Exercises
1: In the blog post, rewrite everything from "Simon’s PhD thesis" down to "under key documents.", swapping "thesis" for "dissertation".
2: According to the blog post, how are Rangipo Rec Releases achieved?
3: Name each dam, intake and tributary that the email quoted in the blog post identifies by name.

Text under study
In my last blog, Advocate 18/5, I had cause to amend a statement I made re Genesis opening the gates to let the build up of sediment behind Rangipo Dam into the river. Cam Speedy of Genesis corrected me and I changed to blog to correct my error nand I repea Cam’s email here,
Just a point of clarification around the Tongariro Recreational Releases over the weekend. The scheduled Rec Releases were for Saturday from Poutu Intake (which went ahead) and on Sunday from Rangipo Dam. The Rangipo release on Sunday was cancelled because of the heavy rain and the lack of ability to control the water flows, thereby allowing the delivery of a known quantum of water. Rangipo Rec Releases are achieved by spilling at the Rangipo Dam, not by opening up the sluice gates. Sluicing sediment from the Dam requires a specific set criteria to be met and those criteria were not met on Sunday, so the sluice gates were not opened. The dirty water is, we think, a result of some slips in the headwaters of the Waihohonu River and Mangatoetoenui, which have (naturally) been adding a large sediment load to the river for the past couple of months. There is a helicopter flight today, in fact, to help understand why the sediment load of these tributaries continues to be so high.
Simon’s PhD thesis is available here.
My revised thesis has now been accepted and is online:
This is a stable link so please feel free to add this link to your website.
Simon’s thesis is also in library under key documents.
Further planting at the Hydro Pool area at end of Kutai Street
If you are available to help it would be much appreciated.

Data for analysis
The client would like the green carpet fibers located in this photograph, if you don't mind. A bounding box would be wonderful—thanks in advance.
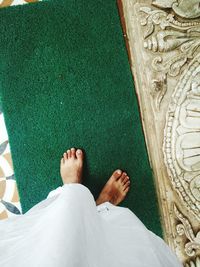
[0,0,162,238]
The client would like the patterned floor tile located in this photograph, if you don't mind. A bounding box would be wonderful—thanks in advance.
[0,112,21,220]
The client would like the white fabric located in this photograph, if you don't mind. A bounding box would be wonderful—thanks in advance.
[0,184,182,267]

* * *

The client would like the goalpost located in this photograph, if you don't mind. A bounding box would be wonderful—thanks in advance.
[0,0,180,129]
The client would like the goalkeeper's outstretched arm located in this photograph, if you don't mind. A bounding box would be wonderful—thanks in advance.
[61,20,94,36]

Answer set
1:
Simon’s PhD dissertation is available here.
My revised dissertation has now been accepted and is online:
This is a stable link so please feel free to add this link to your website.
Simon’s dissertation is also in library under key documents.

2: By spilling at the Rangipo Dam, not by opening up the sluice gates.

3: Poutu Intake, Rangipo Dam, Waihohonu River, Mangatoetoenui